**TRAVAIL À FAIRE:**
**a.** D'après l'extrait sur l'immigration, quel plan a permis la relance de l'économie d'Europe occidentale et japonaise après la Seconde Guerre mondiale ?
**b.** Traduisez en anglais cette phrase de l'extrait sur l'immigration : « L'Algérie prit alors officiellement le parti de suspendre l'émigration pour protester contre la multiplication de ces « incidents ». »

**EXTRAIT DU TEXTE:**
----------

Ameyar qui fut immigré et étudiant en France ne manqua pas de m’affranchir en me dispensant magistralement un véritable cours sur l’immigration, d’un point de vue double, historique et politique.
Au commencement fut la fin de la Seconde Guerre mondiale, il y a eu la relance de l’économie d’Europe occidentale et japonaise avec le plan Marshall ; il y avait alors un besoin certain en main-d’œuvre en Europe. Hélas, cette situation idéale ne tarda pas à s’estomper pour céder la place à une recrudescence des crimes, agressions et attentats. L’Algérie prit alors officiellement le parti de suspendre l’émigration pour protester contre la multiplication de ces « incidents ». Décision officielle vaine, on s’en doute, compte tenu du phénomène des « clandestins » en Europe et des harraga d’Afrique.

----------

**DONNÉES BRUTES:**
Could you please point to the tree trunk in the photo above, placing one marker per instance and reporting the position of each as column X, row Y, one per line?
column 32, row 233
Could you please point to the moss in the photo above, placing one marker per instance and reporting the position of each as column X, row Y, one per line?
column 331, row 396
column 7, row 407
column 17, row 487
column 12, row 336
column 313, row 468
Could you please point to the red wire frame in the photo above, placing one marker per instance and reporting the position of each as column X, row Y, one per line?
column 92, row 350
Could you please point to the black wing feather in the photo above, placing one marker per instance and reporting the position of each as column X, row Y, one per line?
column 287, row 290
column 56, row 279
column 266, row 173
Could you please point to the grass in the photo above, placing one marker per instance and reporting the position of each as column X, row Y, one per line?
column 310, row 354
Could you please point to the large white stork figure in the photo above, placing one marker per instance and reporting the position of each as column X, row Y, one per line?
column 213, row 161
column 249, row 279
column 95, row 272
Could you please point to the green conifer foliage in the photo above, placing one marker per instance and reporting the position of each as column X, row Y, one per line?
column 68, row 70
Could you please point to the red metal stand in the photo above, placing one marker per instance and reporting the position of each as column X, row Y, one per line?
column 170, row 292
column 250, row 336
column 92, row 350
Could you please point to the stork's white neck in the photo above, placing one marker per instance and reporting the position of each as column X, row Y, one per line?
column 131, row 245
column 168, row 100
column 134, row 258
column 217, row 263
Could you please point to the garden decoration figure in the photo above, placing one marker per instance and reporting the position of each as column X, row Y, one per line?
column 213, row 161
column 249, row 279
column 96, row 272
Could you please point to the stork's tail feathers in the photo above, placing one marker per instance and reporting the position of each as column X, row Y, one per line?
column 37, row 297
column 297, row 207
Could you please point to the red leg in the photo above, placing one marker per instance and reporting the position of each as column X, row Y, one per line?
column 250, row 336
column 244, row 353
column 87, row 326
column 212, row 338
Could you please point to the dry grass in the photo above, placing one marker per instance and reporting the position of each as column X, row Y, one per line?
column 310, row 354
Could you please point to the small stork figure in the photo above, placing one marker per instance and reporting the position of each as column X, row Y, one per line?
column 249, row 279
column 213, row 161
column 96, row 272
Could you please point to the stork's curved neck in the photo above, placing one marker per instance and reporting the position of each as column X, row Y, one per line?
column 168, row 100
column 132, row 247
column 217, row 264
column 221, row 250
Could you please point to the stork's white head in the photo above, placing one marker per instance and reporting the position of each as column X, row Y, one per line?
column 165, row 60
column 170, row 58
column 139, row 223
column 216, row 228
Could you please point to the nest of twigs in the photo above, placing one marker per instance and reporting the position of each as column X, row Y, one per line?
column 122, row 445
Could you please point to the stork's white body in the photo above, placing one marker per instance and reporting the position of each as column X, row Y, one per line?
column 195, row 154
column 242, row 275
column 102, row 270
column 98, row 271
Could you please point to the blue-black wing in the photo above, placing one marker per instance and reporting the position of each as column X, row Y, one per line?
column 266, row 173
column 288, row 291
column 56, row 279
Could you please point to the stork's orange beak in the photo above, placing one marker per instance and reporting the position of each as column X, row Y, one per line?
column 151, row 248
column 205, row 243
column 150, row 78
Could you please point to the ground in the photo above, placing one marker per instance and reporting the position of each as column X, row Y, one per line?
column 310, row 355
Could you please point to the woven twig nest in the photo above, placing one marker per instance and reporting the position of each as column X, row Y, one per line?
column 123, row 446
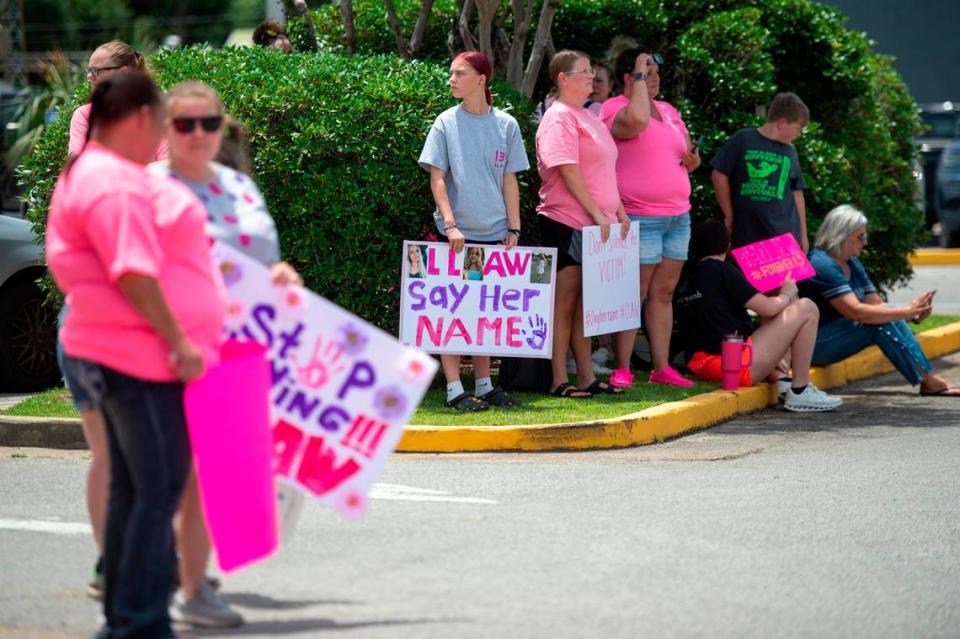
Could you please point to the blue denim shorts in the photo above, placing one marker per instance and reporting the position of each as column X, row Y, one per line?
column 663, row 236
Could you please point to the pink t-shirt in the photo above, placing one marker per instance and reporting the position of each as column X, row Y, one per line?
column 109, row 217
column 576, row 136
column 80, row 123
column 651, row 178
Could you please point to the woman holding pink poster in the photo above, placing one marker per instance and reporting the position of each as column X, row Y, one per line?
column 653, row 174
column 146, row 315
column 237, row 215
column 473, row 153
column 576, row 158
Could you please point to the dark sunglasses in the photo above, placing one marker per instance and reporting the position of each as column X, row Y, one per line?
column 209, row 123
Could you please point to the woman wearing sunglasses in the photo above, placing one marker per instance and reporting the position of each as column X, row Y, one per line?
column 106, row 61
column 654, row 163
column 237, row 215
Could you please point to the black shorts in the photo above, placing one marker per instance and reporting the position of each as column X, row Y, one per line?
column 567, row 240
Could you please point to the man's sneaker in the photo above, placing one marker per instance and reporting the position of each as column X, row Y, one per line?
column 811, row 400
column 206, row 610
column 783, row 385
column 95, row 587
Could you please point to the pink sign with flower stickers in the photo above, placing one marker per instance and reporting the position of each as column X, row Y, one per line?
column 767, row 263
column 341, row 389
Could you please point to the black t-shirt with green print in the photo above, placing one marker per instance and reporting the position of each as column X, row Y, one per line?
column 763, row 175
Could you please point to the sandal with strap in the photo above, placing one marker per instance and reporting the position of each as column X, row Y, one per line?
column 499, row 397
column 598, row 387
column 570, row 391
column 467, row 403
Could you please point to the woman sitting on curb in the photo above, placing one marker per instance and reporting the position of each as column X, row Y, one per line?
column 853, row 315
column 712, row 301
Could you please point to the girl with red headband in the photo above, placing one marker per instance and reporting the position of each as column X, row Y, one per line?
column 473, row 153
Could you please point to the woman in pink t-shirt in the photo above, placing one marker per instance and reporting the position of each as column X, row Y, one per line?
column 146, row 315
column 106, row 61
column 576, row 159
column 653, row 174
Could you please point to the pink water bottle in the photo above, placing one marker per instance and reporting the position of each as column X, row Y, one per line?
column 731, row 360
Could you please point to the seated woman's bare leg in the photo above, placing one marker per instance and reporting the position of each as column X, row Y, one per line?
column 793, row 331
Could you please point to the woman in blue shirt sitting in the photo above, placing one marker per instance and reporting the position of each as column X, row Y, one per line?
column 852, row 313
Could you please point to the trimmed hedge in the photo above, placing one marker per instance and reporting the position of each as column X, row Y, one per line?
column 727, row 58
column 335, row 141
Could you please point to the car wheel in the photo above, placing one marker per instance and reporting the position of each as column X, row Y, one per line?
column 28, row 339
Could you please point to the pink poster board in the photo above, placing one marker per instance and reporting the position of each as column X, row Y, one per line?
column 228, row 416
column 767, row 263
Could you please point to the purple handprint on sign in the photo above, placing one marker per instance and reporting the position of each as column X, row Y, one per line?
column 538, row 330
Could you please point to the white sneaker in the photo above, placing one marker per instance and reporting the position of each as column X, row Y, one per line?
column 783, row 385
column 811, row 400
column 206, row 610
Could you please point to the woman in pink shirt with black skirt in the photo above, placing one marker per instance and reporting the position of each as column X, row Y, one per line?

----------

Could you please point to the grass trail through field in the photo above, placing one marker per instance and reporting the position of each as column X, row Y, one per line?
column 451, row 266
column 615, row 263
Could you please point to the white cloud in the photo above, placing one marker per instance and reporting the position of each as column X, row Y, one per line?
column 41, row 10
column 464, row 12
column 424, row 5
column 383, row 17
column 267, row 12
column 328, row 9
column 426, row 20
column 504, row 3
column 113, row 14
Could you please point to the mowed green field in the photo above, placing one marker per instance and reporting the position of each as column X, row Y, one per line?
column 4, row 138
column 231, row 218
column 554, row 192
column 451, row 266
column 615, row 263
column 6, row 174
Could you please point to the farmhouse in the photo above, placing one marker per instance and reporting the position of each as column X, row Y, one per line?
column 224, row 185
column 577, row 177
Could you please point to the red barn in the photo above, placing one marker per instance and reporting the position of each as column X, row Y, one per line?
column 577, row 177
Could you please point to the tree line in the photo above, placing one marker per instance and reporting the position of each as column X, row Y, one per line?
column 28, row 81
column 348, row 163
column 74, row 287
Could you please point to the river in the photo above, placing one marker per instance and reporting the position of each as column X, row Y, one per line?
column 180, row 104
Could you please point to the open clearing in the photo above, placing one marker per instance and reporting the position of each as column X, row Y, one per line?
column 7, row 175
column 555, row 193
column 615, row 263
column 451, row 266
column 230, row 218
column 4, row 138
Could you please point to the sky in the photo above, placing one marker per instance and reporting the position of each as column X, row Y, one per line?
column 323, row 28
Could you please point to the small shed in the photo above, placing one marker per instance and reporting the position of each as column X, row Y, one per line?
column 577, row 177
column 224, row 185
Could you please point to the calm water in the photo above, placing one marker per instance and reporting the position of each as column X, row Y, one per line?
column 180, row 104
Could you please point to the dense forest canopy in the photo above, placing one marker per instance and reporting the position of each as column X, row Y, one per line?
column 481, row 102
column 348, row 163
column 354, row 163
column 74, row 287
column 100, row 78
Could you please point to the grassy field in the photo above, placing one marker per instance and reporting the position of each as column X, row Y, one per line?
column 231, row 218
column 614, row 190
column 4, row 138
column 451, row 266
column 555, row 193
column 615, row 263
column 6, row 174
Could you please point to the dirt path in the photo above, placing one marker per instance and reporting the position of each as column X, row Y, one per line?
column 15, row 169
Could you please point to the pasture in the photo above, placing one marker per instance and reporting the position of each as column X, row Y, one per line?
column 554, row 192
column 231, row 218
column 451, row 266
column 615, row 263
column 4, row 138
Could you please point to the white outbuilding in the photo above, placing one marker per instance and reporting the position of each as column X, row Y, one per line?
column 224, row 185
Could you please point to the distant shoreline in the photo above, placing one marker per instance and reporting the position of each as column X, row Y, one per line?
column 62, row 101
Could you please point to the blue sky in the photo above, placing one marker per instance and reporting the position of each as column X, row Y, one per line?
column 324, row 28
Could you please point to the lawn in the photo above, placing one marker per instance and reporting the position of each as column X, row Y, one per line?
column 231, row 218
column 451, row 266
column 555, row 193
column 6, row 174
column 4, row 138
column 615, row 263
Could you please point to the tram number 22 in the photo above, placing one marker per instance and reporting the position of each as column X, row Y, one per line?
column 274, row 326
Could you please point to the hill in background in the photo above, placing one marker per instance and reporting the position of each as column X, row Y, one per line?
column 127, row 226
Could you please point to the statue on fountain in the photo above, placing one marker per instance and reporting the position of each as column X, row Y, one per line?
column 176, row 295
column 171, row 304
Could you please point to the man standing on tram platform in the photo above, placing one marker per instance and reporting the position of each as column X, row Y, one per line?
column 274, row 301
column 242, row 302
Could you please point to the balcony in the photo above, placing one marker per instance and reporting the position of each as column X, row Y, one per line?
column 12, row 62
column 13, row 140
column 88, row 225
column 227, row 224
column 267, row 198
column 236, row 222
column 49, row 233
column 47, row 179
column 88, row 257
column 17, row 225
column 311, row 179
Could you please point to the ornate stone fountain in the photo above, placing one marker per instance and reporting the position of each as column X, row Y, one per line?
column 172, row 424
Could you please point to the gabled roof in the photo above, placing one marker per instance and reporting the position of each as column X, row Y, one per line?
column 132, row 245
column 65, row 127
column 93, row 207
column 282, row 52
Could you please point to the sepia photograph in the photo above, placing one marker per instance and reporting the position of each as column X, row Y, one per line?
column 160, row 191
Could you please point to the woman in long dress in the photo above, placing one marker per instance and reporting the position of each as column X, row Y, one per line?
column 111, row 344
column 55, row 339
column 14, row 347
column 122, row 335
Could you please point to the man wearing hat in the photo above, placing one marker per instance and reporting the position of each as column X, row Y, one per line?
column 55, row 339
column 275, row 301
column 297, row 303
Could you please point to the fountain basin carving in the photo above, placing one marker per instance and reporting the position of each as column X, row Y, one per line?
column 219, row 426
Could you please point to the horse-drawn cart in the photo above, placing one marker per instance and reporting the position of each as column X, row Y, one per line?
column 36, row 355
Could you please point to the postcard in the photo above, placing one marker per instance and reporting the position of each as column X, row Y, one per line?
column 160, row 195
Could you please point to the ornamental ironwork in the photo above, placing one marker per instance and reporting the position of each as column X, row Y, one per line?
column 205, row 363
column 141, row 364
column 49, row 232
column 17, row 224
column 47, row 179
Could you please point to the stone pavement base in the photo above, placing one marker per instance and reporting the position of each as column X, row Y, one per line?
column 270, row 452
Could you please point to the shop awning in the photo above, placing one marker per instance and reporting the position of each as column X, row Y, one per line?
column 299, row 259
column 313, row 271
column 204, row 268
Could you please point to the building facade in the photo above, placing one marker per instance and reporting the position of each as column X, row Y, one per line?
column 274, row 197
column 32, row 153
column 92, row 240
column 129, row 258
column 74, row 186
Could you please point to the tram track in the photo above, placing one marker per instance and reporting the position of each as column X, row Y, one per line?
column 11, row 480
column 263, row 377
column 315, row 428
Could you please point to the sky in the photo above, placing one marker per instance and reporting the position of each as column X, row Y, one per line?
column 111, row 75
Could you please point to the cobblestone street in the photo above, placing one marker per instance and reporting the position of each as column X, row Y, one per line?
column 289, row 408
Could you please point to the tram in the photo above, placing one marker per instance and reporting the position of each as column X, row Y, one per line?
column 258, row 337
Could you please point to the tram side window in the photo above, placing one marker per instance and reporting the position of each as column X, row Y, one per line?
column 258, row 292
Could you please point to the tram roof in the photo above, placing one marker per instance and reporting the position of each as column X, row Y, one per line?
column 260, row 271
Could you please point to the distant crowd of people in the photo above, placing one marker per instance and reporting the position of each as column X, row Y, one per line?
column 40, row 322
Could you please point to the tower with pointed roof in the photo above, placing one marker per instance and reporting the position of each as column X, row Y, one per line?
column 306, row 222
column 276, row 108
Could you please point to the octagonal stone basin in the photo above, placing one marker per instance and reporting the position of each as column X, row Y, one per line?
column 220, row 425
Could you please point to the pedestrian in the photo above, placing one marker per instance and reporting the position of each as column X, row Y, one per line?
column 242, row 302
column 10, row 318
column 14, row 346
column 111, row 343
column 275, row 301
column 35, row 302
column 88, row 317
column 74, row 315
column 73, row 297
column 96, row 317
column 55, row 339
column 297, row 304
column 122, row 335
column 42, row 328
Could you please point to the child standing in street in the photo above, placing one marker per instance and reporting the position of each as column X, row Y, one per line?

----------

**CORRIGÉ DES EXERCICES:**
**a.** Le plan Marshall.

**b.** Algeria then officially chose to suspend emigration to protest the growing number of these "incidents."